Direction:
Reproduce the items from the start through the line with "(13, 103), (297, 169)", swapping "climber" for "mountaineer" and leaving everything else unchanged.

********

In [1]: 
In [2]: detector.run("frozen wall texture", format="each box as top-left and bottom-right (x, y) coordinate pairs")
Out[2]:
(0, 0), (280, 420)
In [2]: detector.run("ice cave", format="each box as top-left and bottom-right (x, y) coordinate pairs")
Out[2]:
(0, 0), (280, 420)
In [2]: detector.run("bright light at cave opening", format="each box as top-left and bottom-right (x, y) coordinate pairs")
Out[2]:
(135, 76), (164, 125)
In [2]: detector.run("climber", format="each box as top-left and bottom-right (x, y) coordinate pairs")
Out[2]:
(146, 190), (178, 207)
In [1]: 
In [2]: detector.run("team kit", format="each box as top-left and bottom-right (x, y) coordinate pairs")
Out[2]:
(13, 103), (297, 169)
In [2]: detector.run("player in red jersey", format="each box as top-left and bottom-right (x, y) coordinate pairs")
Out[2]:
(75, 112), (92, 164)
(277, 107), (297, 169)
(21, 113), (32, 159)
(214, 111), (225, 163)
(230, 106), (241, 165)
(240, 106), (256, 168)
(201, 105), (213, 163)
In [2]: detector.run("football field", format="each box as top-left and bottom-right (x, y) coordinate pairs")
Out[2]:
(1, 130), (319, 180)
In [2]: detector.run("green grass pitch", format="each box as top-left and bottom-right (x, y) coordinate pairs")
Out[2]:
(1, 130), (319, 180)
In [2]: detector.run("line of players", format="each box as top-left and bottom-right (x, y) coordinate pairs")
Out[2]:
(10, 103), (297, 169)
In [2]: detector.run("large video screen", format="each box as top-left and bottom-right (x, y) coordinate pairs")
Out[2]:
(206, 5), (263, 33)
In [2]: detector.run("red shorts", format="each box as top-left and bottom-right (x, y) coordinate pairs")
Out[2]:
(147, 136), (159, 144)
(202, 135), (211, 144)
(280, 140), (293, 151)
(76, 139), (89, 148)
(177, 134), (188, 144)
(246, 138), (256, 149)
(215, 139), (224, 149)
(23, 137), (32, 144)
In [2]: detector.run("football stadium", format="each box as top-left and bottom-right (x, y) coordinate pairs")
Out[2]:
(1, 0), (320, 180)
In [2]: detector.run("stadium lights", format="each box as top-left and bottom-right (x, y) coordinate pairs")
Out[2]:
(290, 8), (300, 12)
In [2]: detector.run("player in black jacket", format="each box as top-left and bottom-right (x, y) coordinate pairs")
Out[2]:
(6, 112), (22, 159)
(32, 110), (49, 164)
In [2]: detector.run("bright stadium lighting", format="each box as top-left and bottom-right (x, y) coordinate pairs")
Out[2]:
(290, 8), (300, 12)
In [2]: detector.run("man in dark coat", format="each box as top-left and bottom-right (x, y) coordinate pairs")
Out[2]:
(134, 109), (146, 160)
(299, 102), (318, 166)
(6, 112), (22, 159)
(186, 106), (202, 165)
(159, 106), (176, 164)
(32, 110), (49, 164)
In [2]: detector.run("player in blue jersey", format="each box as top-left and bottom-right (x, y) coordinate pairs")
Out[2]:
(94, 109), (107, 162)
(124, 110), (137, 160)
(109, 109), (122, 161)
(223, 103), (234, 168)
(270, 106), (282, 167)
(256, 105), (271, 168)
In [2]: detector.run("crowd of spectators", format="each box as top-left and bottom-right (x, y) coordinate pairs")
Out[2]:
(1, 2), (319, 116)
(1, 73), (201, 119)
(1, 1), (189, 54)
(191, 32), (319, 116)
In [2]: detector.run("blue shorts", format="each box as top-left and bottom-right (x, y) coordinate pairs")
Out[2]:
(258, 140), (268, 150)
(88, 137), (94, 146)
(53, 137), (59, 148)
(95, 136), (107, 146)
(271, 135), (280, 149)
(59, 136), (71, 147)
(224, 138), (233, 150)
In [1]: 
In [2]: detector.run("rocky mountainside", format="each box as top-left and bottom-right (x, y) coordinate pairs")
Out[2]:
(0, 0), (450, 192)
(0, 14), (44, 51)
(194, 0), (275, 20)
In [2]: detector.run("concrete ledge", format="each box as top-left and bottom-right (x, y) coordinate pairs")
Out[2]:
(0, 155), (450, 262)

********

Finished exercise:
In [1]: 
In [2]: detector.run("frozen wall texture", format="each box as top-left and bottom-right (x, y) coordinate pairs")
Out[2]:
(0, 0), (280, 420)
In [2]: detector.run("ice cave", format="each box as top-left and bottom-right (x, y) coordinate pairs")
Out[2]:
(0, 0), (280, 420)
In [2]: detector.run("bright light at cave opening", format="each box as top-left and bottom-right (x, y) coordinate pairs")
Out[2]:
(135, 76), (164, 125)
In [2]: detector.run("mountaineer", format="each box as top-left and bottom-right (x, y) coordinate pairs")
Out[2]:
(146, 190), (178, 207)
In [1]: 
In [2]: detector.run("team kit", format="each box as top-left and bottom-right (x, y) coordinate pairs")
Out[2]:
(13, 103), (297, 169)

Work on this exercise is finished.